Your instructions: When you write out the records, keep every line exactly as it is.

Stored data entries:
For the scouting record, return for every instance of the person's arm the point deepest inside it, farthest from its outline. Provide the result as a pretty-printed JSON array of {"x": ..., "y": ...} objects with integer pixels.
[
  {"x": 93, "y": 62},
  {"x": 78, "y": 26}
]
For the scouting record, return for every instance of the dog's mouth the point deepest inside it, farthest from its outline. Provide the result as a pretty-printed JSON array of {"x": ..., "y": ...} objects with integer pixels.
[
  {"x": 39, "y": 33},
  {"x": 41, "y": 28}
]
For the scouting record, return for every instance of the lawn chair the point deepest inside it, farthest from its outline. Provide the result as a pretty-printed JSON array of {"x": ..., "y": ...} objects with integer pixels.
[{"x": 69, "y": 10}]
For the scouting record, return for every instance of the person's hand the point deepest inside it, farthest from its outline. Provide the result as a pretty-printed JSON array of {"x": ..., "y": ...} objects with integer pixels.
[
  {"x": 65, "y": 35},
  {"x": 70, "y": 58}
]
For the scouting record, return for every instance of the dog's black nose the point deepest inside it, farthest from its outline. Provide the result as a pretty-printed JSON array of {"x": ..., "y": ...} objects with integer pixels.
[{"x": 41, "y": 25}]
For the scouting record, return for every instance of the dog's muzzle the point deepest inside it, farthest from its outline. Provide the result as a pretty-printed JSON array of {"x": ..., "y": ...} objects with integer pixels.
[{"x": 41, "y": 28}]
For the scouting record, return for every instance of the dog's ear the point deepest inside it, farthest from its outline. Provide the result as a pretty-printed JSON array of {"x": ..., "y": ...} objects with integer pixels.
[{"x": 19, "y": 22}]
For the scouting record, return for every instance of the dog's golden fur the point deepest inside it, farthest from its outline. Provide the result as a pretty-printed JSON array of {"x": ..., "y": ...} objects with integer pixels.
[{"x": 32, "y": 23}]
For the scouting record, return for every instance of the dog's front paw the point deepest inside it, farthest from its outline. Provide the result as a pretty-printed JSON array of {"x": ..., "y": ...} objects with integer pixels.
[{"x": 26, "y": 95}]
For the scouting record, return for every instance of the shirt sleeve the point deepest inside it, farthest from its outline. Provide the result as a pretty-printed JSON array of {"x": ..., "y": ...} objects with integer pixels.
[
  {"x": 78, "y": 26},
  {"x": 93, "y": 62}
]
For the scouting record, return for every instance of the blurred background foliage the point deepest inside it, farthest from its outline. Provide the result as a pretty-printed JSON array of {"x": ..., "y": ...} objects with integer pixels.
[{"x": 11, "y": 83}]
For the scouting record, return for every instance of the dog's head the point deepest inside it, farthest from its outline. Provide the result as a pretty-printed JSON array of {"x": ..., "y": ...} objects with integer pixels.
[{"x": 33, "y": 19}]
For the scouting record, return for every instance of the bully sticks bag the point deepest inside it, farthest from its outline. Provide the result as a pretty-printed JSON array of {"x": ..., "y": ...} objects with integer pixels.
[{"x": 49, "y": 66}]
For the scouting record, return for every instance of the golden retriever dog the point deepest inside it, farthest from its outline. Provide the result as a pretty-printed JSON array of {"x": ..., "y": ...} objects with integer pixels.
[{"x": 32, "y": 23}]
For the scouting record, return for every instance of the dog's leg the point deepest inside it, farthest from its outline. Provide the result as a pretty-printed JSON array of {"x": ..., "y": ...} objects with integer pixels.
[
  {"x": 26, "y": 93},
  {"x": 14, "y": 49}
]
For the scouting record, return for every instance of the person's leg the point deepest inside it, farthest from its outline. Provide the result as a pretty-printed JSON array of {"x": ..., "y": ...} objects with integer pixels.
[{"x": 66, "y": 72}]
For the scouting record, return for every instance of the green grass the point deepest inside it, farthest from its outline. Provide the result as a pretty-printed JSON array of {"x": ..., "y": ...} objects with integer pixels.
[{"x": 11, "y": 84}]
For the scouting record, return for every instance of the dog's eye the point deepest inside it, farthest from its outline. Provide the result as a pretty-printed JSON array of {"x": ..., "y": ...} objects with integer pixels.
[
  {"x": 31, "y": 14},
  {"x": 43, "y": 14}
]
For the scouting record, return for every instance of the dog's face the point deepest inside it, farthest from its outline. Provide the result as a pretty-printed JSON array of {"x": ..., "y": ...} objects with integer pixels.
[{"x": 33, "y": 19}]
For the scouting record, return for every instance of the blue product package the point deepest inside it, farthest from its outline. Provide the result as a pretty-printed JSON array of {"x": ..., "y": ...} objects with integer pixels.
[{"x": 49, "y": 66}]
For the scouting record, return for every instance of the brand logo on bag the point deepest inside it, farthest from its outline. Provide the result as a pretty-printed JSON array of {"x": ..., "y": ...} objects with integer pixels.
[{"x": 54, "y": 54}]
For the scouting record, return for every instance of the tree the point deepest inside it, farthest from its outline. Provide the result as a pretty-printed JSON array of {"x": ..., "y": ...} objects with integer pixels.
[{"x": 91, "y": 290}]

Answer area:
For the scouting record, return for every instance of the person's arm the point deepest inside it, farthest from its outline. Provide the result as a pretty-printed JSON array of {"x": ..., "y": ...} objects with integer pixels.
[
  {"x": 93, "y": 62},
  {"x": 78, "y": 26}
]
For the scouting record, return for every instance of the dog's mouth the point deepest inside it, farthest from its outline. Provide the result as a pretty-printed JSON array of {"x": ..., "y": ...} objects with integer pixels.
[
  {"x": 39, "y": 33},
  {"x": 41, "y": 28}
]
For the scouting record, return for every instance of the lawn chair the point deepest inside it, farthest from its outline. Provide the result as a pretty-printed JSON array of {"x": ..., "y": ...} objects with integer pixels.
[{"x": 69, "y": 10}]
For the scouting record, return for every instance of the person's hand the point deepest inside it, farthest from its outline. Provide the result as a pretty-printed JSON array of {"x": ..., "y": ...} objects with integer pixels.
[
  {"x": 65, "y": 35},
  {"x": 70, "y": 58}
]
For the scouting record, return for every instance of the dog's black nose the point deepest inside it, farthest from its outline. Provide the result as a pretty-printed JSON array of {"x": ..., "y": ...} objects with integer pixels.
[{"x": 41, "y": 25}]
For the scouting record, return for every instance of the dog's muzzle the point deepest inside it, farthest from its outline. Provide the result as a pretty-printed JSON array of {"x": ..., "y": ...} objects with integer pixels.
[{"x": 41, "y": 28}]
For the scouting record, return for every instance of the dog's ear the point deepest inside it, farthest from its outline. Provide the result as a pretty-printed JSON array of {"x": ..., "y": ...} objects with integer pixels.
[{"x": 19, "y": 22}]
For the scouting record, return for every instance of the dog's golden fur the point deepest inside it, farthest from its outline. Provide the result as a pretty-printed JSON array of {"x": ..., "y": ...} objects with integer pixels.
[{"x": 32, "y": 23}]
For the scouting record, return for every instance of the dog's front paw the point deepest inside it, farthest from its outline. Provide the result as a pretty-printed JSON array of {"x": ..., "y": ...} objects with integer pixels.
[{"x": 26, "y": 95}]
For the scouting record, return for every instance of the shirt sleeve the point deepest inside it, farthest from its outline. Provide the result as a pretty-printed JSON array of {"x": ..., "y": ...} objects with integer pixels.
[
  {"x": 78, "y": 26},
  {"x": 93, "y": 62}
]
For the scouting record, return for every instance of the blurred background foliage the point deepest inside it, farthest from its outline. Provide the result as a pretty-printed JSON array of {"x": ..., "y": ...} objects with integer pixels.
[{"x": 11, "y": 83}]
For the scouting record, return for every instance of the dog's head the point deepest inside it, farthest from its outline. Provide the result as a pretty-printed JSON array of {"x": ..., "y": ...} objects with integer pixels.
[{"x": 33, "y": 19}]
For the scouting record, return for every instance of the bully sticks bag the point deepest inside it, farthest from its outline. Provide the result as a pretty-printed JSON array of {"x": ..., "y": ...} objects with integer pixels.
[{"x": 49, "y": 66}]
For the scouting record, return for every instance of the golden retriever dog the point deepest inside it, farthest from its outline. Provide the result as a pretty-printed JSON array of {"x": ..., "y": ...} objects with integer pixels.
[{"x": 32, "y": 23}]
For the scouting record, return for every instance of the dog's leg the point deepest inside it, farthest from its outline. Provide the result as a pretty-printed JSON array of {"x": ..., "y": ...} objects with integer pixels.
[
  {"x": 26, "y": 93},
  {"x": 14, "y": 49}
]
For the scouting record, return for every instance of the person's leg the point deepest inside it, farthest from its outline. Provide the result as a pretty-printed JSON array of {"x": ..., "y": ...} objects with integer pixels.
[{"x": 66, "y": 72}]
For the scouting record, return for every instance of the green grass the point deepest inside it, farthest from its outline. Provide the result as a pretty-printed JSON array of {"x": ..., "y": ...} objects with integer pixels.
[{"x": 11, "y": 84}]
For the scouting record, return for every instance of the dog's eye the point deepest inside it, farthest from its outline. Provide the result as a pretty-printed JSON array of {"x": ..., "y": ...} objects with integer pixels.
[
  {"x": 31, "y": 14},
  {"x": 43, "y": 14}
]
For the scouting record, return for every instance of the dog's face the point deepest inside it, farthest from its outline. Provide the result as a pretty-printed JSON array of {"x": ..., "y": ...} objects with integer pixels.
[{"x": 33, "y": 19}]
For the scouting record, return for every instance of the blue product package the point deepest inside it, farthest from its outline. Provide the result as a pretty-printed JSON array of {"x": ..., "y": ...} objects with integer pixels.
[{"x": 49, "y": 66}]
For the scouting record, return for every instance of the brand logo on bag the point deepest inside it, farthest from its outline. Provide the result as a pretty-printed JSON array of {"x": ..., "y": ...} objects with integer pixels.
[{"x": 54, "y": 54}]
For the scouting record, return for every instance of the tree the point deepest inside it, farthest from its outline. Provide the result as a pretty-printed JSON array of {"x": ..., "y": ...} objects with integer pixels.
[{"x": 91, "y": 290}]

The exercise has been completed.